[Location labeling data]
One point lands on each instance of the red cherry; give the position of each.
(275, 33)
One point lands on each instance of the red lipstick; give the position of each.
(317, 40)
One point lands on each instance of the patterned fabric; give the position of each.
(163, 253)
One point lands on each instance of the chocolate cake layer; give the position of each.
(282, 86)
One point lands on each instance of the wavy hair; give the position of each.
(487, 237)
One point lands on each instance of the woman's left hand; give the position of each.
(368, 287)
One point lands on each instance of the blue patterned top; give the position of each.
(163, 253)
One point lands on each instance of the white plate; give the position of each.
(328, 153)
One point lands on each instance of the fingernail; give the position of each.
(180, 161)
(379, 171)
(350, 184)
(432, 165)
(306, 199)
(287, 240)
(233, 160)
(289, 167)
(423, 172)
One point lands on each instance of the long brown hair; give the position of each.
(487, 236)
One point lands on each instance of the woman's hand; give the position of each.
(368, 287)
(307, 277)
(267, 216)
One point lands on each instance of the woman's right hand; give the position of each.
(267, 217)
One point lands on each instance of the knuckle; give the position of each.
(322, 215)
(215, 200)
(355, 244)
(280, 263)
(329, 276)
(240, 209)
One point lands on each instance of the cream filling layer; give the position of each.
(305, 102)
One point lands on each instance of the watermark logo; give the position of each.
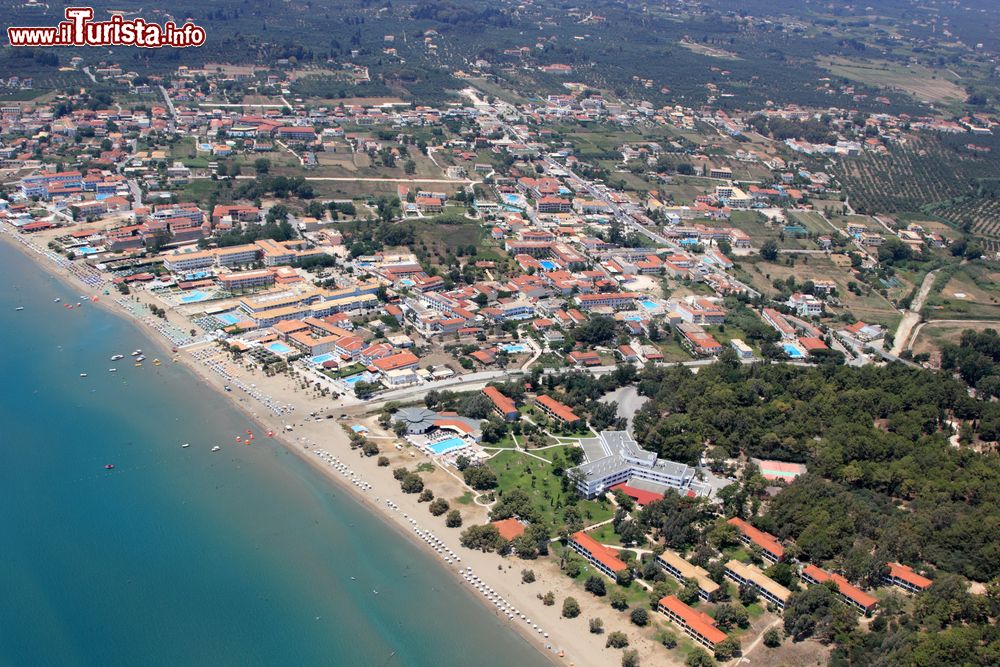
(79, 29)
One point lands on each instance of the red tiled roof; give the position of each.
(846, 588)
(698, 621)
(765, 541)
(601, 553)
(908, 575)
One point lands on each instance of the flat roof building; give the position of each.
(620, 459)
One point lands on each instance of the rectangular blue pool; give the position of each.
(448, 445)
(194, 297)
(792, 351)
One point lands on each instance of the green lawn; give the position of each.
(517, 471)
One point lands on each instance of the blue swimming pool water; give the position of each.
(194, 297)
(792, 351)
(446, 445)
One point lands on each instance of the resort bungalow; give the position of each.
(769, 545)
(682, 570)
(750, 575)
(904, 577)
(696, 624)
(849, 593)
(556, 410)
(598, 555)
(502, 405)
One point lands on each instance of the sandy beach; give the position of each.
(381, 493)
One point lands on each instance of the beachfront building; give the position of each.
(614, 457)
(502, 405)
(750, 575)
(681, 570)
(696, 624)
(598, 555)
(853, 596)
(556, 410)
(904, 577)
(750, 536)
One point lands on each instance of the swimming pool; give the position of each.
(448, 445)
(194, 297)
(792, 351)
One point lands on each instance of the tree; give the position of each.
(412, 483)
(595, 585)
(639, 616)
(727, 649)
(571, 608)
(480, 477)
(699, 657)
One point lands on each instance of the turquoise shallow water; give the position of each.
(180, 556)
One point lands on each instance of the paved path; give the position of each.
(912, 316)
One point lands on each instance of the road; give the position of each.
(912, 316)
(170, 104)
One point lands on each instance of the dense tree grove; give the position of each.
(884, 482)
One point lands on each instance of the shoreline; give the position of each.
(337, 442)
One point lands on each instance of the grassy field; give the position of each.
(973, 293)
(517, 471)
(919, 81)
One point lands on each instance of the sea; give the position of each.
(181, 556)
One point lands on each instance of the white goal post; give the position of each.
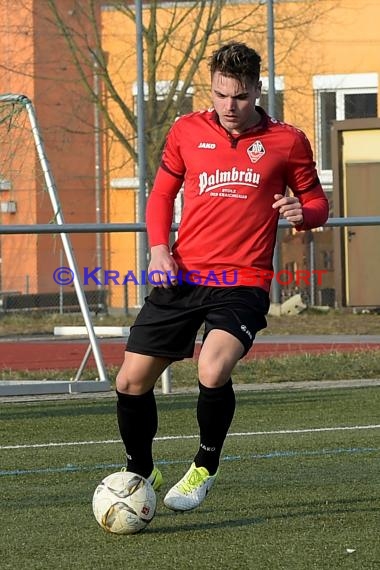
(13, 104)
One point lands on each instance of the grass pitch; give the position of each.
(299, 485)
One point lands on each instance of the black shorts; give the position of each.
(168, 323)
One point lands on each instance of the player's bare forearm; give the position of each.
(162, 267)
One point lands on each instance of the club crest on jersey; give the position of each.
(256, 151)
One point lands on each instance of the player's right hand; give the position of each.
(162, 268)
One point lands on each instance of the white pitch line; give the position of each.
(174, 437)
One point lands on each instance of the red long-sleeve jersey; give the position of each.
(228, 225)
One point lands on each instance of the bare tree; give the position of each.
(192, 30)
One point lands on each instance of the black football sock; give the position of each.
(138, 422)
(215, 410)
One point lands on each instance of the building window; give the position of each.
(340, 97)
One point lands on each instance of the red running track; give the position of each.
(61, 355)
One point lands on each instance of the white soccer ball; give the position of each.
(124, 503)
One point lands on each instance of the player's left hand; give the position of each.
(290, 208)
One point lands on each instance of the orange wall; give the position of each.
(37, 63)
(338, 36)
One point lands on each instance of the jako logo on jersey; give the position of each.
(207, 145)
(256, 151)
(219, 178)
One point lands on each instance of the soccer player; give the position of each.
(235, 164)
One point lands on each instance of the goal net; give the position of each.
(28, 254)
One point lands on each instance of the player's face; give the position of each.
(234, 103)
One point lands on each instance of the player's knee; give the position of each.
(129, 382)
(212, 374)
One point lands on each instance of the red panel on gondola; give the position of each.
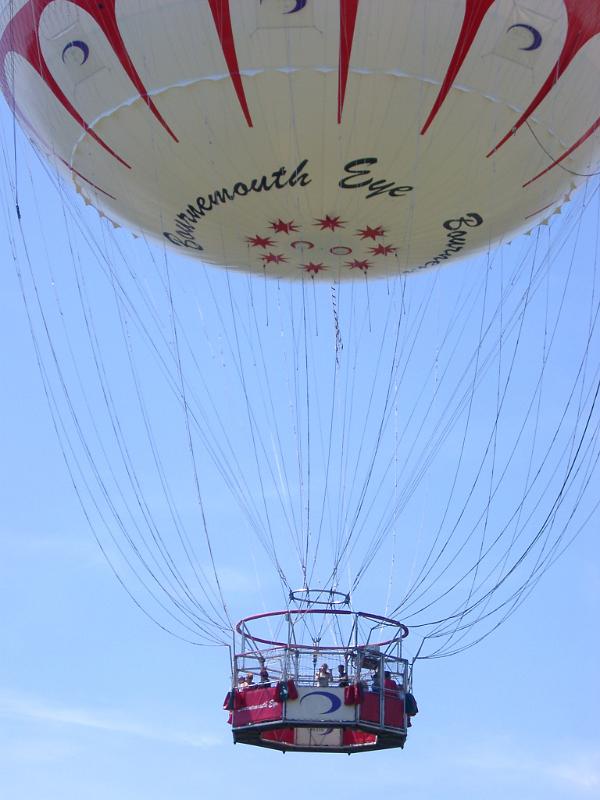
(394, 712)
(259, 705)
(369, 708)
(283, 735)
(358, 738)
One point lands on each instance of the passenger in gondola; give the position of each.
(411, 706)
(389, 685)
(248, 681)
(323, 676)
(264, 679)
(342, 676)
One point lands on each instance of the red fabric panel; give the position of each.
(259, 705)
(285, 735)
(394, 712)
(292, 691)
(352, 737)
(369, 708)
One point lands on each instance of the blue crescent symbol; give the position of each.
(333, 699)
(537, 36)
(85, 50)
(300, 4)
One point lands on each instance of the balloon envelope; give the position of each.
(323, 138)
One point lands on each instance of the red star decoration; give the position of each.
(260, 241)
(383, 250)
(371, 233)
(273, 258)
(313, 267)
(284, 227)
(357, 264)
(330, 223)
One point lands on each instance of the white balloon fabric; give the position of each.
(312, 137)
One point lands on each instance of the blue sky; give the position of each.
(97, 702)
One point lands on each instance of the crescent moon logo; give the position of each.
(300, 4)
(536, 36)
(333, 699)
(78, 45)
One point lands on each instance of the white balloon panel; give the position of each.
(298, 137)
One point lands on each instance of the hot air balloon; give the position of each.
(321, 145)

● **STATED PROBLEM**: Could you copy out all of the data above line for line, without changing anything, but leave out the pictures?

● **PROBLEM SOLUTION**:
One point lands on each instance of the red cherry; give the position of each.
(275, 33)
One point lands on each instance of the red lipstick; give the position of each.
(317, 40)
One point lands on each instance of the patterned fabric; give the position of each.
(163, 253)
One point lands on each instance of the chocolate cake layer; give the position of each.
(282, 86)
One point lands on each instance of the wavy hair; give the position of each.
(487, 237)
One point lands on each instance of the woman's left hand; give the position of each.
(368, 287)
One point lands on each instance of the blue patterned top; give the position of each.
(163, 253)
One point lands on each instance of the white plate; give the position of each.
(328, 153)
One point lands on each instance of the fingernail; give the position of each.
(180, 161)
(379, 171)
(350, 184)
(432, 165)
(306, 199)
(287, 240)
(233, 160)
(289, 167)
(423, 172)
One point lands on each instance of the long brown hair; give the position of each.
(487, 236)
One point lands on each instance of the woman's hand; give the position of each.
(368, 287)
(307, 277)
(267, 216)
One point lands on each instance of the woman's right hand; give the position of each.
(267, 217)
One point lands on each instance of the knuckle; give the position of each.
(322, 215)
(215, 200)
(355, 244)
(280, 263)
(329, 276)
(240, 209)
One point lands on each instance of the cream filling layer; give the position of each.
(305, 102)
One point lands on each instance of the watermark logo; give the position of each.
(79, 29)
One point lands on each instance of the red tiled roof; give the position of each.
(846, 588)
(698, 621)
(765, 541)
(601, 553)
(908, 575)
One point lands on each instance of the flat roof building; give the position of each.
(620, 459)
One point lands on each instance of the rectangular blue pool; give the position of each.
(448, 445)
(194, 297)
(792, 351)
One point lands on each instance of the green lawn; give the position of each.
(517, 471)
One point lands on each instance of the blue swimming pool water; give the position of each.
(194, 297)
(792, 351)
(446, 445)
One point lands on each instance of the resort bungalow; give the position of each.
(769, 545)
(682, 570)
(750, 575)
(904, 577)
(696, 624)
(849, 593)
(556, 410)
(598, 555)
(502, 405)
One point lands on each instance of the sandy beach; give the position of each.
(381, 493)
One point lands on each instance of the beachfront building; give the position of each.
(614, 457)
(502, 405)
(750, 575)
(681, 570)
(696, 624)
(598, 555)
(853, 596)
(556, 410)
(904, 577)
(750, 536)
One point lands on each instance of the swimming pool; give the position of each.
(448, 445)
(194, 297)
(792, 351)
One point lands on each instance of the tree; give the position of each.
(412, 483)
(595, 585)
(639, 616)
(727, 649)
(571, 608)
(480, 477)
(699, 657)
One point lands on each instance of the turquoise shallow water; give the position of each.
(180, 556)
One point lands on each instance of the paved path; give the position of each.
(912, 316)
One point lands on each instance of the road; give the position of each.
(912, 316)
(170, 104)
One point lands on each instance of the dense tree grove; give the position of each.
(884, 482)
One point lands on each instance of the shoreline; give the position of each.
(337, 442)
One point lands on each instance of the grassy field; give the position of each.
(973, 293)
(517, 471)
(919, 81)
One point lands on each instance of the sea; give the position of each.
(181, 556)
One point lands on each instance of the white goal post; give the position of each.
(13, 104)
One point lands on each instance of the grass pitch; give the position of each.
(299, 485)
One point lands on each instance of the black shorts; give the position of each.
(168, 323)
One point lands on each instance of the player's bare forearm; give the position of each.
(162, 267)
One point lands on each instance of the club crest on jersey; give the position of each.
(256, 151)
One point lands on each instance of the player's right hand; give the position of each.
(162, 268)
One point lands on each instance of the white pitch line; give the position of each.
(174, 437)
One point lands on each instance of the red long-sleeve jersey; give the position of each.
(228, 225)
One point lands on each instance of the bare tree; give the position of each.
(192, 30)
One point lands on each instance of the black football sock; give the position of each.
(138, 422)
(215, 410)
One point lands on each instance of the building window; give the position of each.
(340, 97)
One point lands on each instance of the red running track; give the position of each.
(61, 355)
One point lands on each instance of the white soccer ball; give the position of each.
(124, 503)
One point lands on each instance of the player's left hand; give the position of each.
(290, 208)
One point lands on each instance of the orange wall; give the position of each.
(37, 63)
(338, 36)
One point lands on each instance of the jako logo on jersey; give the position of each.
(207, 145)
(256, 151)
(219, 178)
One point lands on each instance of the soccer player; give the position of each.
(235, 164)
One point lands on each instance of the goal net; give the position of each.
(28, 254)
One point lands on each instance of the player's face; give the position of each.
(234, 103)
One point lands on each instance of the player's knee; give the position of each.
(129, 382)
(212, 374)
One point lands on each instance of the red panel on gondola; give the position of each.
(394, 712)
(259, 705)
(369, 708)
(283, 735)
(358, 738)
One point lands on each instance of the passenger in gondola; give the position of each.
(411, 706)
(389, 685)
(248, 681)
(323, 676)
(264, 679)
(342, 676)
One point lands on each instance of the red fabric panel; give the position of each.
(259, 705)
(285, 735)
(394, 712)
(292, 691)
(352, 737)
(369, 708)
One point lands on each instance of the blue crescent symbol; give the position of each.
(333, 699)
(537, 36)
(85, 50)
(300, 4)
One point lands on each instance of the balloon envelope; give the position of each.
(323, 138)
One point lands on each instance of the red star decoration; give the position of each.
(260, 241)
(383, 250)
(371, 233)
(273, 258)
(313, 267)
(284, 227)
(357, 264)
(330, 223)
One point lands on each instance of the white balloon fabric; give the position of each.
(312, 137)
One point lands on each instance of the blue sky; give the position of each.
(97, 702)
One point lands on each instance of the crescent moon logo; give the position of each.
(300, 4)
(536, 36)
(333, 699)
(78, 45)
One point lands on each instance of the white balloon panel; give the position of each.
(298, 137)
One point lands on each instance of the hot air balloon; give the position of each.
(321, 145)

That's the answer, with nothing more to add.